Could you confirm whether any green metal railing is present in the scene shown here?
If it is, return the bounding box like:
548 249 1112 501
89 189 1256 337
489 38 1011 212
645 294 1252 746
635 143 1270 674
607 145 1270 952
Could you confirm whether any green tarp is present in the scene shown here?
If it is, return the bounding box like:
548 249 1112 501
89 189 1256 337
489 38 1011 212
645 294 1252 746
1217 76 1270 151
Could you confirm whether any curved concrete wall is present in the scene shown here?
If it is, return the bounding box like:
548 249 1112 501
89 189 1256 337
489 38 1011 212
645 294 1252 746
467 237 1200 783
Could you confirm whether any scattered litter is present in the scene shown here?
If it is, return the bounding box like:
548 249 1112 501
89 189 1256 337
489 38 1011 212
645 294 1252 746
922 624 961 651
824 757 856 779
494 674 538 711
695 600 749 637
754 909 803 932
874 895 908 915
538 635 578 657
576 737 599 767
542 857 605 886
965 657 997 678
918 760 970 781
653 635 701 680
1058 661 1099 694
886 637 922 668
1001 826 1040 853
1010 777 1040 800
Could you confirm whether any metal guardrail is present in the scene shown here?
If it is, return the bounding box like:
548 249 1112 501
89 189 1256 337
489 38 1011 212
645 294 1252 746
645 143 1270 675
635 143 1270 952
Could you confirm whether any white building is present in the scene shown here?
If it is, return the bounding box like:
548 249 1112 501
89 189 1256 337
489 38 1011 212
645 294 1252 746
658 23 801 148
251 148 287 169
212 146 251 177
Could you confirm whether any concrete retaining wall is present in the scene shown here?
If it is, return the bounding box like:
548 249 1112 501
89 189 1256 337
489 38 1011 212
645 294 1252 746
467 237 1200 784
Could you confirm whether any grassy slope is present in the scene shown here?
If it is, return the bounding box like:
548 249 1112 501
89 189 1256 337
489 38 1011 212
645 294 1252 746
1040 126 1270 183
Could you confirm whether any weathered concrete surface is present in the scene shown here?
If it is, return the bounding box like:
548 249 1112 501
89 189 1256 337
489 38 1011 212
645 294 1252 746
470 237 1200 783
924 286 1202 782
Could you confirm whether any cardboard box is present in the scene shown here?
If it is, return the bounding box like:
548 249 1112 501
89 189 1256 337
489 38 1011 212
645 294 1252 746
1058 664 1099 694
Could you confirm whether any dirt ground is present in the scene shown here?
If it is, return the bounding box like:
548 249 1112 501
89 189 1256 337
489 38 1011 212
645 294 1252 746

> _Prompt_:
Rewrite every line from the first one through the line containing "635 143 1270 952", including that line, and offset each coordinate in the answer boxes by -137. Leave all other text, including the sample boxes listed after "return the bounding box like:", unchanged.

> _Written reply_:
Could you confirm whether any green metal railing is present in the scene shown here?
If it is, return the bounding box like:
548 249 1112 501
89 189 1256 337
489 38 1011 212
645 294 1252 746
498 6 1133 537
470 8 1133 815
Could you confirm whether any green tarp is present in the scene shown here?
If it is, return the bounding box like:
548 249 1112 501
89 189 1256 337
489 38 1011 212
645 294 1252 746
1080 -61 1133 14
Could you confirm whether any curved concrete wall is present in the scene shown here?
If it is, return the bounding box like:
548 249 1112 501
89 189 1256 337
489 38 1011 212
645 294 1252 746
330 100 1063 646
Could you confirm whether any scattered litter is present in the scene shown here?
If it is, return the bounding box like:
548 249 1112 501
89 189 1256 337
489 38 1011 212
645 294 1252 746
785 487 824 514
687 620 719 642
357 537 401 574
558 463 612 500
617 772 666 795
737 758 771 778
401 498 441 520
439 600 462 630
405 720 468 749
828 520 860 541
781 623 833 644
516 498 564 543
921 524 962 557
749 500 785 531
864 689 903 716
873 640 903 663
Could you confirm whether any metal guardrail is present in the scene shown here?
If it is, return the bounding box like:
548 249 1112 501
89 189 1256 337
489 38 1011 212
645 294 1252 746
508 6 1133 538
498 6 1133 815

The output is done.